Provided entries
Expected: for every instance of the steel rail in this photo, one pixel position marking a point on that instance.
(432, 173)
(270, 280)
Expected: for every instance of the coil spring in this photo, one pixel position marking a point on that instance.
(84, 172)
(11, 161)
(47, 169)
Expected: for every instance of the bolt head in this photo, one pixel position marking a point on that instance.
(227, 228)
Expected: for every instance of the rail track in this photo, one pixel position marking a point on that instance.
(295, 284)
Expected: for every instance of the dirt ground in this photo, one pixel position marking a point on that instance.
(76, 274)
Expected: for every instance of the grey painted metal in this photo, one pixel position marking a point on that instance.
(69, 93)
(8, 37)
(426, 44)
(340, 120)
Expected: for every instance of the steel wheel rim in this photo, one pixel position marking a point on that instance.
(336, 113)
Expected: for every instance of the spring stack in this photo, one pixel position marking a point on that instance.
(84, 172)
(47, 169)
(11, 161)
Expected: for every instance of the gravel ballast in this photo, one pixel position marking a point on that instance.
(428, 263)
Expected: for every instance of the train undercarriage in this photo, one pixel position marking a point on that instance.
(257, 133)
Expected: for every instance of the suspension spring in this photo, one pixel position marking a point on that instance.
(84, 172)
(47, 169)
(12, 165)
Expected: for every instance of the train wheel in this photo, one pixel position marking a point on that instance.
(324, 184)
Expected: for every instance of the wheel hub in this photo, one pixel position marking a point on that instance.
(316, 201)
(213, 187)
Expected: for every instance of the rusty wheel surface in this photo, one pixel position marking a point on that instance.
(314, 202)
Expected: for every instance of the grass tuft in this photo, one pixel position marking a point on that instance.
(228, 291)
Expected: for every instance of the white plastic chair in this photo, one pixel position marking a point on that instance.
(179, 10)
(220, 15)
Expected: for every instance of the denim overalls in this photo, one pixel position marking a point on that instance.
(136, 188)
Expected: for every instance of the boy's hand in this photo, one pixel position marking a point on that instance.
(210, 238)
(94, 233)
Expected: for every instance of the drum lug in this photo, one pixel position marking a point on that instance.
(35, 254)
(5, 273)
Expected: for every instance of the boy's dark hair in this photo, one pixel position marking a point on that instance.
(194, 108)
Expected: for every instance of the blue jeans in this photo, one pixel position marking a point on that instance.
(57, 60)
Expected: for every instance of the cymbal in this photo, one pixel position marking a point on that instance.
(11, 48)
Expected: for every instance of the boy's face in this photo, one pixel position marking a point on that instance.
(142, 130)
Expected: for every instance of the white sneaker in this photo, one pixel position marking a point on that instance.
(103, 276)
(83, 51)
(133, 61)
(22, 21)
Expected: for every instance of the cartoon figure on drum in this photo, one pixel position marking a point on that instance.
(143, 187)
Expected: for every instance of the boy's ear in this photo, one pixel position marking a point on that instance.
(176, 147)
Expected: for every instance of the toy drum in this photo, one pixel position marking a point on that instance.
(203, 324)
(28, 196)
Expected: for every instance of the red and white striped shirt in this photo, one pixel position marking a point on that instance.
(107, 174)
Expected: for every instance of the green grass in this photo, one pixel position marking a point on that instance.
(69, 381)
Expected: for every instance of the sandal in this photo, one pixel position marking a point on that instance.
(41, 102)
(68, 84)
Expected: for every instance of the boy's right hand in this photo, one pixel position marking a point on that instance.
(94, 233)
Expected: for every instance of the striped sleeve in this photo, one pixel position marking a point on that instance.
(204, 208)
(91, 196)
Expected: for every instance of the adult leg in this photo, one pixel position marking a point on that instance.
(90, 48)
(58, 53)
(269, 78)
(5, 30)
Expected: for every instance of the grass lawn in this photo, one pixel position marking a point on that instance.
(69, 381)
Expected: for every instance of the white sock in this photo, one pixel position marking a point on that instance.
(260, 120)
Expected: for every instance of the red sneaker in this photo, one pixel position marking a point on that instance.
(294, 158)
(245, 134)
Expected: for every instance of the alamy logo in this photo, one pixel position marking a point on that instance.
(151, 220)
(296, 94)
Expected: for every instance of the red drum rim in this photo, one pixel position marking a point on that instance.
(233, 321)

Directive
Convert the stretch from the line containing "Expected: for every instance of the red drum" through the end of the entries into a Markdown table with the columns Row and Line, leaving out blank lines.

Solution to the exercise
| Row | Line |
|---|---|
| 1 | Expected: for every instance of the red drum rim in this photo, one pixel position marking a point on that instance. |
| 2 | (233, 321) |